-- Start of DOCUMENT SEGMENT --

You are viewing a plain text version of this content. The canonical link for it is here.
Posted to dev@spark.apache.org by Reynold Xin <rx...@databricks.com> on 2016/04/01 09:15:06 UTC

[discuss] using deep learning to improve Spark

Hi all,

Hope you all enjoyed the Tesla 3 unveiling earlier tonight.

I'd like to bring your attention to a project called DeepSpark that we have
been working on for the past three years. We realized that scaling software
development was challenging. A large fraction of software engineering has
been manual and mundane: writing test cases, fixing bugs, implementing
features according to specs, and reviewing pull requests. So we started
this project to see how much we could automate.

After three years of development and one year of testing, we now have
enough confidence that this could work well in practice. For example, Matei
confessed to me today: "It looks like DeepSpark has a better understanding
of Spark internals than I ever will. It updated several pieces of code I
wrote long ago that even I no longer understood.”


I think it's time to discuss as a community about how we want to continue
this project to ensure Spark is stable, secure, and easy to use yet able to
progress as fast as possible. I'm still working on a more formal design
doc, and it might take a little bit more time since I haven't been able to
fully grasp DeepSpark's capabilities yet. Based on my understanding right
now, I've written a blog post about DeepSpark here:
https://databricks.com/blog/2016/04/01/unreasonable-effectiveness-of-deep-learning-on-spark.html


Please take a look and share your thoughts. Obviously, this is an ambitious
project and could take many years to fully implement. One major challenge
is cost. The current Spark Jenkins infrastructure provided by the AMPLab
has only 8 machines, but DeepSpark uses 12000 machines. I'm not sure
whether AMPLab or Databricks can fund DeepSpark's operation for a long
period of time. Perhaps AWS can help out here. Let me know if you have
other ideas.

Re: [discuss] using deep learning to improve Spark

Posted by Ricardo Almeida <ri...@actnowib.com>.
Amazing! I'll fund $1/2 million for such a interesting initiative.
Oh, wait... I have only $4 on my pocket

Cheers :)

On 1 April 2016 at 11:40, Takeshi Yamamuro <li...@gmail.com> wrote:

> Oh, the annual event...

-- End of DOCUMENT SEGMENT --

▶ **WHAT THE TASK ASKS**
Say whether each statement agrees with the DeepSpark mailing-list thread, answering yes or no and quoting the deciding words of the thread: (a) DeepSpark was developed for three years before testing. (b) The current Spark Jenkins infrastructure has 12000 machines. (c) The formal design doc for DeepSpark is finished. You won't need the rows that come next.

-- Start of SUPPLIED ENTRIES --

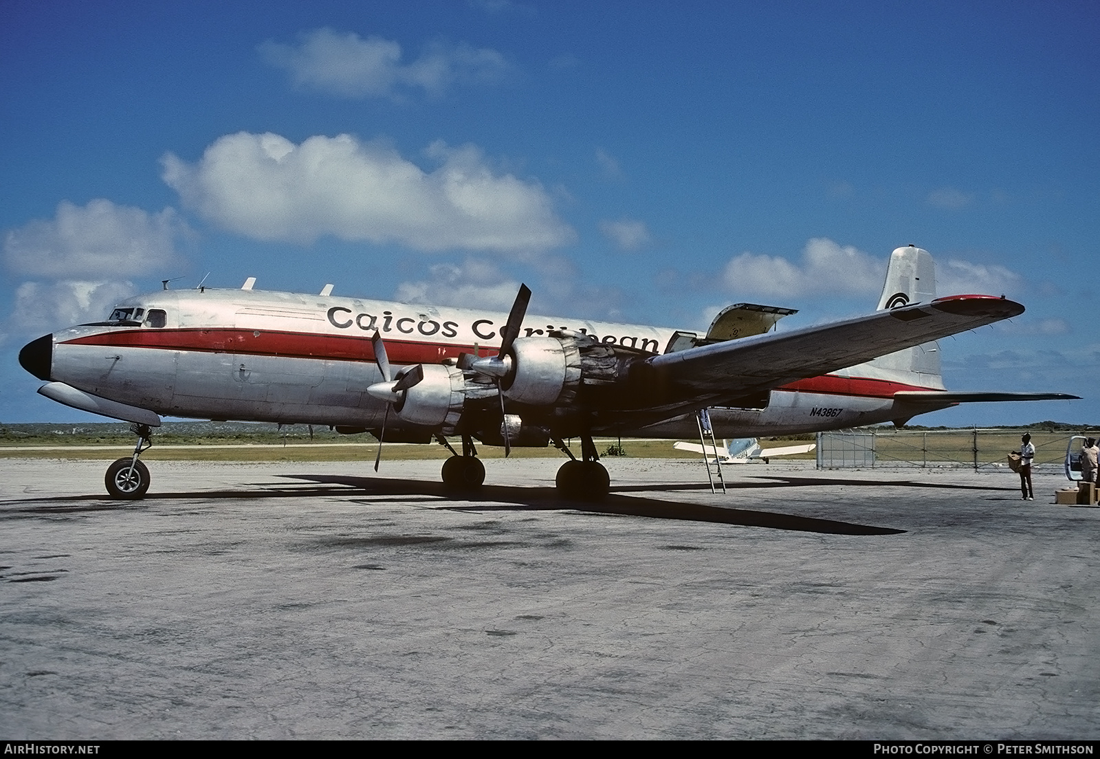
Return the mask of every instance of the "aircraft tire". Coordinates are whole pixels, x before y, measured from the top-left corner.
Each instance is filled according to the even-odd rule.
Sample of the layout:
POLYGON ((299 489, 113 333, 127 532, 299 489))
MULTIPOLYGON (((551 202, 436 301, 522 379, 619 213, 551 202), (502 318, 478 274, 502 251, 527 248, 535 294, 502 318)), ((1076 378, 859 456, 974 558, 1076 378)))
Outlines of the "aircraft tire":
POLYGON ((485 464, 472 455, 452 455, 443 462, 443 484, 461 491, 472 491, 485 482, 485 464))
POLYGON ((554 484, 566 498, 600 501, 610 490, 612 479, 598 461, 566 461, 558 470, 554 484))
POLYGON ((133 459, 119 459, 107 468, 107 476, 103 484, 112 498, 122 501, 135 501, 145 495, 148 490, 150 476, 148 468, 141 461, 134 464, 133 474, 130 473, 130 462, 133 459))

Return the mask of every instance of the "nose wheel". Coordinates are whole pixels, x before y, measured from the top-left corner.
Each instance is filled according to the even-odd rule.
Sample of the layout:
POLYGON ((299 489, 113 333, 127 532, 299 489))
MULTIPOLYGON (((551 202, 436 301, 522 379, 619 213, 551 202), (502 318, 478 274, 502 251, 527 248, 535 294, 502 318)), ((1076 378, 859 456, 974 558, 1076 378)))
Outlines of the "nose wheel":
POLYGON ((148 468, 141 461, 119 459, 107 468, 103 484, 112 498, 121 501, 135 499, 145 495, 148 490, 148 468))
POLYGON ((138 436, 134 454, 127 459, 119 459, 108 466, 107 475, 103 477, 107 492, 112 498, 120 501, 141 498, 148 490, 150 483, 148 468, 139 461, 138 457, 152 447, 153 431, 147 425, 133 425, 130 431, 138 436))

-- End of SUPPLIED ENTRIES --
-- Start of SUPPLIED ENTRIES --

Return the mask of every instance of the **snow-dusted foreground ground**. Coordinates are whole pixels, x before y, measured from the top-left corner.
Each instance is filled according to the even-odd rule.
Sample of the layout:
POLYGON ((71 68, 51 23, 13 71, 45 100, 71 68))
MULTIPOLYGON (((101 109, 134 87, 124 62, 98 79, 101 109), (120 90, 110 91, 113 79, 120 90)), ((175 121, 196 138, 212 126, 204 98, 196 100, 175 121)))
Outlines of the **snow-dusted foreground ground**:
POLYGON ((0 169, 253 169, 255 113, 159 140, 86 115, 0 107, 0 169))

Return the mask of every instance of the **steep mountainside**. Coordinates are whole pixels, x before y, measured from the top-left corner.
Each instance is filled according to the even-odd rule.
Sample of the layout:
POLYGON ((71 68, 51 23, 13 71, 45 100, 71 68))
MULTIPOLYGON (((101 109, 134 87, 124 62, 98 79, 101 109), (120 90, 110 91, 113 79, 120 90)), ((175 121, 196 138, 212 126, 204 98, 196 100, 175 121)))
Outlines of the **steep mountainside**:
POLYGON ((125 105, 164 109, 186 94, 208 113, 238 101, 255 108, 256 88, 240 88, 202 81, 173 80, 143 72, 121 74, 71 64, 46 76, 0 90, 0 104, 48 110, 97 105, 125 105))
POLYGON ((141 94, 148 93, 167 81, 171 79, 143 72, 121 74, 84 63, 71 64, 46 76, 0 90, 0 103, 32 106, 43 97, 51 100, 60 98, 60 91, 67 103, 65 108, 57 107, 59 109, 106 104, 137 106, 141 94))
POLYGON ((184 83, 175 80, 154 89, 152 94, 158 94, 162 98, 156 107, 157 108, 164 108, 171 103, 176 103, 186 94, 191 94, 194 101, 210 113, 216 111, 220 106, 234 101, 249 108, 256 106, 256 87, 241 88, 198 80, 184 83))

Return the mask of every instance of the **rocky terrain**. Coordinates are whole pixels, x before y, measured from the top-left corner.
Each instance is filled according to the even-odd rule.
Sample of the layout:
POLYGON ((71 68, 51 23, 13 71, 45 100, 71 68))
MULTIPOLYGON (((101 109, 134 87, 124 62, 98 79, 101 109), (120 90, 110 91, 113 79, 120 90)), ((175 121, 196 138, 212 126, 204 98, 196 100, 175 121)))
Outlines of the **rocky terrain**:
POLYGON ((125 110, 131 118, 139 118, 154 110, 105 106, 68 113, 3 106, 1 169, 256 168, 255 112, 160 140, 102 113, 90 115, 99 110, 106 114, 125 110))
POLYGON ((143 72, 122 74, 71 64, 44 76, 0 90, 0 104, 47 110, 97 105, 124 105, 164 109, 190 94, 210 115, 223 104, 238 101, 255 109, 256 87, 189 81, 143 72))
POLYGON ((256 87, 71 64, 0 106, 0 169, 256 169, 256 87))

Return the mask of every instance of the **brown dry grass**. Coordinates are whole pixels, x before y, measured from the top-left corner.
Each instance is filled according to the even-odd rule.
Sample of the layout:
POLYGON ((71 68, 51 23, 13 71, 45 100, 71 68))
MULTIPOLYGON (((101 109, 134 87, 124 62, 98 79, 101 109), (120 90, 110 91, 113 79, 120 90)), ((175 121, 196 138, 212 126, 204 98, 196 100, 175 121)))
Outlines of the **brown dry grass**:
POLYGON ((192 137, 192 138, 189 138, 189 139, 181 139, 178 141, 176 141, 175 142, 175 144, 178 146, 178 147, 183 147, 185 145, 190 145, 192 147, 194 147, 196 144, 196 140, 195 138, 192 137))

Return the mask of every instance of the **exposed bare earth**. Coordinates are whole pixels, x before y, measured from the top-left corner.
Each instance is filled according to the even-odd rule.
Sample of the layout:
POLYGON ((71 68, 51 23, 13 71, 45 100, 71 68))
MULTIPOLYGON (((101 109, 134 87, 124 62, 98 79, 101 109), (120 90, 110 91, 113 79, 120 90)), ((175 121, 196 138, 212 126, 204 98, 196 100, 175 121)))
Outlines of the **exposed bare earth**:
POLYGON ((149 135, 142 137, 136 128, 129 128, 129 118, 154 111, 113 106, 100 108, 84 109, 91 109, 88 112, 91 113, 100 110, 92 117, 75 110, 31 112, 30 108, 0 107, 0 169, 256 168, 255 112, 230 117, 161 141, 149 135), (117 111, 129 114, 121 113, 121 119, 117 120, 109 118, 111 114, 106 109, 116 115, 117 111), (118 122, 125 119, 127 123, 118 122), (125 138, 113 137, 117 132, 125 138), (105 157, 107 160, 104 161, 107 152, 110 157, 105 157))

-- End of SUPPLIED ENTRIES --

▶ **RESULT**
(a) Yes: "After three years of development and one year of testing"
(b) No: "The current Spark Jenkins infrastructure provided by the AMPLab has only 8 machines"
(c) No: "I'm still working on a more formal design doc"